Wat appellante in hoger beroep heeft aangevoerd is in essentie een herhaling van wat zij in beroep heeft aangevoerd. Met de rechtbank wordt geoordeeld dat geen aanleiding bestaat te twijfelen aan de juistheid van het bestreden besluit. De overwegingen die aan het oordeel van de rechtbank ten grondslag liggen worden geheel onderschreven. Hieraan wordt het volgende toegevoegd.
4.3.
Appellante heeft in hoger beroep een aanvullend rapport van 22 januari 2025 in het geding gebracht. Dit rapport betreft een reactie op het rapport van 10 januari 2024 van de verzekeringsarts bezwaar en beroep en betreft in feite een herhaling van de eerdere conclusies en bevat geen nieuwe informatie. De verzekeringsarts bezwaar en beroep heeft met het rapport van 31 maart 2025 naar het oordeel van de Raad afdoende gemotiveerd dat hij naar aanleiding van het aanvullende rapport van 22 januari 2025 van Van Amelsfoort geen aanleiding ziet het standpunt over de beperkingen van appellante op de datum in geding te wijzigen. De verzekeringsarts bezwaar en beroep heeft hieraan onder meer ten grondslag gelegd dat de psychiatrische expertise leidend is en dat wat Van Amelsfoort stelt geen aanleiding vormt daarvan af te wijken. Volgens de verzekeringsarts bezwaar en beroep moeten klachten en belemmeringen worden getoetst op plausibiliteit en consistentie met gestelde diagnoses. De psychiater heeft geconcludeerd dat sprake is van een persisterend depressieve stoornis, ook wel dysthymie, te weten een chronisch beloop van aanwezige stemmingsklachten waarbij de intensiteit van de klachten en symptomen milder zijn dan bij een aperte depressie. Dit sluit aan bij de eerder geclassificeerde matige depressie, die normaliter gepaard gaat met matige problemen in functioneren, waardoor de door appellante beschreven forse inactiviteit niet plausibel is. De psychiater heeft geconstateerd dat sprake is van een normaal bewustzijn, dat de aandacht voldoende is te trekken en vast te houden gedurende het onderzoek en dat de geheugenfuncties niet merkbaar waren verminderd. Deze normale bevindingen rechtvaardigen volgens de verzekeringsarts bezwaar en beroep geen indicatie voor een aanvullend neuropsychologisch onderzoek. Bovendien hanteert het Claimbeoordelings- en Borgingssysteem lage normwaarden dus is er ook in dat kader geen reden om verdergaande beperkingen aan te nemen. Er is geen twijfel aan deze inzichtelijk gemotiveerde reactie van de verzekeringsarts bezwaar en beroep en de Raad kan deze toelichting goed volgen.

◆ **De gegevens**
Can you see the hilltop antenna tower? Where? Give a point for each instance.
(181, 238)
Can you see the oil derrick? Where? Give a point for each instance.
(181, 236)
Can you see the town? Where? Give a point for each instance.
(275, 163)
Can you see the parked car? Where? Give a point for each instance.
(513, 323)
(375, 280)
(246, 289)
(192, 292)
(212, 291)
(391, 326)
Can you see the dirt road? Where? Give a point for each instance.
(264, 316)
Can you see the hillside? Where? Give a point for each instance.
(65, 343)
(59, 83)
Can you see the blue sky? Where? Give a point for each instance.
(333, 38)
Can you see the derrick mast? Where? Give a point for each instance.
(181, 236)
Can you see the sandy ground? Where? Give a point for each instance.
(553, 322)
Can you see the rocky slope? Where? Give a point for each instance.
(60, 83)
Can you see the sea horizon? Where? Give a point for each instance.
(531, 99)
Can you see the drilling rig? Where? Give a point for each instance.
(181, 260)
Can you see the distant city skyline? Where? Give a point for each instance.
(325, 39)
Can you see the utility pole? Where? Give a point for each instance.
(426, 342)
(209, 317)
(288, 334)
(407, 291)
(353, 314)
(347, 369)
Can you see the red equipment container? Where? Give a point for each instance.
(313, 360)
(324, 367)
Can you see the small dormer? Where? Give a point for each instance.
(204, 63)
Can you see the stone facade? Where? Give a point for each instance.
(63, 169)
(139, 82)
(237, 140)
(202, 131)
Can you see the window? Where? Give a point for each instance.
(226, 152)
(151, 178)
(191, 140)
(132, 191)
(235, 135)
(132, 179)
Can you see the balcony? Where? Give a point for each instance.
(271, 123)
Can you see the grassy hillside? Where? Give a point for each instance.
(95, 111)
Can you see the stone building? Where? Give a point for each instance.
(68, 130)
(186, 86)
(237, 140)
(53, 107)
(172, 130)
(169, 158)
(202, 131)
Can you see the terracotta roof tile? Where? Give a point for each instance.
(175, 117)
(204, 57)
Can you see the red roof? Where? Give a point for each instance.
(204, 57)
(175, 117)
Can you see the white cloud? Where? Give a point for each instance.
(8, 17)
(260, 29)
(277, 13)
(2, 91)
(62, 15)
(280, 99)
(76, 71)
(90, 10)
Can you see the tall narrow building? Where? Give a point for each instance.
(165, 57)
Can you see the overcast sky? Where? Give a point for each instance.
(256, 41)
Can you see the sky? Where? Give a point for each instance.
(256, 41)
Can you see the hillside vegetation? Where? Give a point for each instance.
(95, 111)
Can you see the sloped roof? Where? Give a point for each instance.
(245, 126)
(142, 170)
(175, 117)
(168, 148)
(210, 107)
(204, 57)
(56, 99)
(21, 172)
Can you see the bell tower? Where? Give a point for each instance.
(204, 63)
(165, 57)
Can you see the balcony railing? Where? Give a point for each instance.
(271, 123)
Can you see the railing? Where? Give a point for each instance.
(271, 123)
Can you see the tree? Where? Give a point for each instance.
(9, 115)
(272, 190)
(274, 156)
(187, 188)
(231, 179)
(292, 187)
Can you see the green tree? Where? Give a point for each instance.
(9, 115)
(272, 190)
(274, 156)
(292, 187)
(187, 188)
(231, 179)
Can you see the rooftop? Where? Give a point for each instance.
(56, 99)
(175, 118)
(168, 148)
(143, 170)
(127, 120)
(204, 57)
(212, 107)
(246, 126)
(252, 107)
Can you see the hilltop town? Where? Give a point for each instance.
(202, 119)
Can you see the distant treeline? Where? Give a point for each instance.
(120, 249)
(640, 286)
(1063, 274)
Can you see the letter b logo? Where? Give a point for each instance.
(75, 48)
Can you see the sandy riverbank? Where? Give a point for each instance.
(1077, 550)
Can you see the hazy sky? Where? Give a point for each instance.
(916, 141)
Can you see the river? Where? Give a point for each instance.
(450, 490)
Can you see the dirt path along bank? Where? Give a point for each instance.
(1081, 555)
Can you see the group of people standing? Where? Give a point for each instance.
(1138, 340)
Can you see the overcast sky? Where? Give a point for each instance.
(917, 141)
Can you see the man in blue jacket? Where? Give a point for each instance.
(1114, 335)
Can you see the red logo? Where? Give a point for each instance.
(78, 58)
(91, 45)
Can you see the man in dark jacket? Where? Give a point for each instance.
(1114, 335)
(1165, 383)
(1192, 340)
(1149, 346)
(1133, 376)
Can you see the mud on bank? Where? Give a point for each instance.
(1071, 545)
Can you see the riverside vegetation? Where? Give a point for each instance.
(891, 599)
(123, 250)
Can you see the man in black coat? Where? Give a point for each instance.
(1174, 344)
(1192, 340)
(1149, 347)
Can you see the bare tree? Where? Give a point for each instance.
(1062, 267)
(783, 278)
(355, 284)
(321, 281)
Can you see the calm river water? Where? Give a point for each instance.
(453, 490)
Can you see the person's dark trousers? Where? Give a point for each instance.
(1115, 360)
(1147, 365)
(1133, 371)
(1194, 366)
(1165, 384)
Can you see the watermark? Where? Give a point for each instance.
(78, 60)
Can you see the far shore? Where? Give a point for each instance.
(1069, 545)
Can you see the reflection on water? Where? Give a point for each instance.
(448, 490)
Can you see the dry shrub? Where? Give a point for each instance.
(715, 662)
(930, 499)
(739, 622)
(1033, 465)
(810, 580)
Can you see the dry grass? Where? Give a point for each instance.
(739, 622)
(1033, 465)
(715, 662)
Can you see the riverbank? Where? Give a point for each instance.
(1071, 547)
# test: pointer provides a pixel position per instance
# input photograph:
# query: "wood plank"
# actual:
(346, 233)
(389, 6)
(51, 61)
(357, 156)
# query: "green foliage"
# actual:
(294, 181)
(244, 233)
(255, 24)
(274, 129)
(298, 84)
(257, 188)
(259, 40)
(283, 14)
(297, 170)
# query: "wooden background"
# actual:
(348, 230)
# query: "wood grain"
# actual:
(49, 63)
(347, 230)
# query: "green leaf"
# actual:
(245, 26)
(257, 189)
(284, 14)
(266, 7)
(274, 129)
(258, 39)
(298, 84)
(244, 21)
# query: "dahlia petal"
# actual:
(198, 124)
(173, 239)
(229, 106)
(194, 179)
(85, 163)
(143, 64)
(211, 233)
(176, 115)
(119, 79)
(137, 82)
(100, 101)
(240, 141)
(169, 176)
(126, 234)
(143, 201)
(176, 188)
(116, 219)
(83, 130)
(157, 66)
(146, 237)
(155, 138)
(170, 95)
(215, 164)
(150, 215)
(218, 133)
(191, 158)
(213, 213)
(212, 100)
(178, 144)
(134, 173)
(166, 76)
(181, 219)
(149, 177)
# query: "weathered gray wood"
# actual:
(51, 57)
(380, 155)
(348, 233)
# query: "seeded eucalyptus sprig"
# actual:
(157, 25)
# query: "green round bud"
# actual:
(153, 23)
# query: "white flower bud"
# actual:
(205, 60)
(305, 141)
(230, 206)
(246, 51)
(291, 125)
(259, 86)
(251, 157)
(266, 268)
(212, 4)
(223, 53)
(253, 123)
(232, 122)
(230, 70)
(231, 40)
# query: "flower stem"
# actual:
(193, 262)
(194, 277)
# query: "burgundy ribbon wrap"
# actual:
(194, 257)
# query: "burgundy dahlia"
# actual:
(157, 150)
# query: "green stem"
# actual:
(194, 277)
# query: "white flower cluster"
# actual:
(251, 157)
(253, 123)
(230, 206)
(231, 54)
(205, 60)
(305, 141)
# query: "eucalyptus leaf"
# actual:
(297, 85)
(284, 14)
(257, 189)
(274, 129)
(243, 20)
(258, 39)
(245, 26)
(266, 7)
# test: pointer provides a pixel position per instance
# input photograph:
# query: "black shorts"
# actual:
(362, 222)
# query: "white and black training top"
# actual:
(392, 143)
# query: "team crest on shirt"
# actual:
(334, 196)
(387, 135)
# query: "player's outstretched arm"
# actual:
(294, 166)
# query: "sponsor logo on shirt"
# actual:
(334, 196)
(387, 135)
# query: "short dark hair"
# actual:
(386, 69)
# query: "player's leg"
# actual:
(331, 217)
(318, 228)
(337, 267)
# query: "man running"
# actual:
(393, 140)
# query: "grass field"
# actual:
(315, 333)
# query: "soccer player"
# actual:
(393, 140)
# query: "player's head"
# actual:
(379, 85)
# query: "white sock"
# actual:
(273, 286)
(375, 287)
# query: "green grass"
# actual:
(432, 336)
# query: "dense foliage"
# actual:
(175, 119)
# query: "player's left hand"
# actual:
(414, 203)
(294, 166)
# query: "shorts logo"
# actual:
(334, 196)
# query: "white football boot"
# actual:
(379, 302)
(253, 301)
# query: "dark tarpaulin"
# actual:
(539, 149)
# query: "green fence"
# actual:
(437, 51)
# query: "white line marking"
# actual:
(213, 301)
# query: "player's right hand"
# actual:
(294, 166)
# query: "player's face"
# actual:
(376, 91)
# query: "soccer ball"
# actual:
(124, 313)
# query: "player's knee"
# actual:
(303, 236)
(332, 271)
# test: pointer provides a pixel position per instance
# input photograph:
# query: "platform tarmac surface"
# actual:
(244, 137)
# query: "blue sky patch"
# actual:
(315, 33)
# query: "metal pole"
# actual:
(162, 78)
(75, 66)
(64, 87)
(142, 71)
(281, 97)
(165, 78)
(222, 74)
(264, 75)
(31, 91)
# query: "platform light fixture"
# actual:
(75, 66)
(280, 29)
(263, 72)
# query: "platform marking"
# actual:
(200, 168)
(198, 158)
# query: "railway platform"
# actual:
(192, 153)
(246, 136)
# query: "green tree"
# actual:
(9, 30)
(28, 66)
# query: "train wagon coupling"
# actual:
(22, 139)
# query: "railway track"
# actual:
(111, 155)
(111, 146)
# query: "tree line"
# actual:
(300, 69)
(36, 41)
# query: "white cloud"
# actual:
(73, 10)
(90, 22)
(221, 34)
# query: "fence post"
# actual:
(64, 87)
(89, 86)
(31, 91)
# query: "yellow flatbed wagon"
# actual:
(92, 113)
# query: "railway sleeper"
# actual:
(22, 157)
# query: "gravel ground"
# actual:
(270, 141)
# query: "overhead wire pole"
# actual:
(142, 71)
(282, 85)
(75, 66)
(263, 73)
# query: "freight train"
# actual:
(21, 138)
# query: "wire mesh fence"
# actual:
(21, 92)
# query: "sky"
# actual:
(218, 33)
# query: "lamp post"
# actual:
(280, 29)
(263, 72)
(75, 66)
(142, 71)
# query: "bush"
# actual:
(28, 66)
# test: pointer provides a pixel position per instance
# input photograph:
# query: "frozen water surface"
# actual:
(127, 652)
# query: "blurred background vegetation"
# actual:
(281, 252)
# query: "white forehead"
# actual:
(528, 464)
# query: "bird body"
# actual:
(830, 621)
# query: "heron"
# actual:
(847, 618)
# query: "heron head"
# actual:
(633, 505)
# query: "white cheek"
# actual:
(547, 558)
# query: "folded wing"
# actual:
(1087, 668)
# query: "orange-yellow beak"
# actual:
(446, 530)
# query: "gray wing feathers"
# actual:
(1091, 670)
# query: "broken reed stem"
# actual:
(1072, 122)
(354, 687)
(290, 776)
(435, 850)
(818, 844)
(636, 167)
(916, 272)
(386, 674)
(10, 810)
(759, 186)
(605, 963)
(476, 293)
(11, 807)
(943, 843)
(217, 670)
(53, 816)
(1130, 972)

◆ **Vraagstukken**
[1] Typ uit de uitspraak over het hoger beroep het stuk van "Wat appellante in" tot en met "het volgende toegevoegd." letterlijk over.
[2] Schrijf de uitspraak over het hoger beroep verder vanaf het punt waar die ophoudt.

◆ **Antwoorden per nummer**
[1]
Wat appellante in hoger beroep heeft aangevoerd is in essentie een herhaling van wat zij in beroep heeft aangevoerd. Met de rechtbank wordt geoordeeld dat geen aanleiding bestaat te twijfelen aan de juistheid van het bestreden besluit. De overwegingen die aan het oordeel van de rechtbank ten grondslag liggen worden geheel onderschreven. Hieraan wordt het volgende toegevoegd.

[2]
4.4.
Uit het voorgaande volgt dat sprake is van een zorgvuldige besluitvorming en dat geen twijfel bestaat aan de juistheid van de medische beoordeling. Er is geen reden om aan te nemen dat appellante onvoldoende gelegenheid heeft gehad haar standpunten te onderbouwen met (nadere) medische gegevens en daarmee de standpunten van de verzekeringsarts bezwaar en beroep te weerleggen. Appellante heeft de mogelijkheid gehad medische stukken in te dienen en heeft het rapport van Van Amelsfoort ingediend. Van een situatie als bedoeld in het arrest Korošec en van een schending van het beginsel van equality of arms is dan ook geen sprake. Het verzoek van appellante om een deskundige te benoemen wordt daarom afgewezen.
Arbeidskundige beoordeling
4.5.
Wat appellante heeft aangevoerd geeft, uitgaande van de juistheid van de FML, geen aanleiding voor het oordeel dat de geselecteerde functies in medisch opzicht voor haar niet geschikt zijn.

Conclusie en gevolgen

5. Het hoger beroep slaagt dus niet. De aangevallen uitspraak wordt bevestigd. Dit betekent dat de beëindiging van de WIA-uitkering in stand blijft.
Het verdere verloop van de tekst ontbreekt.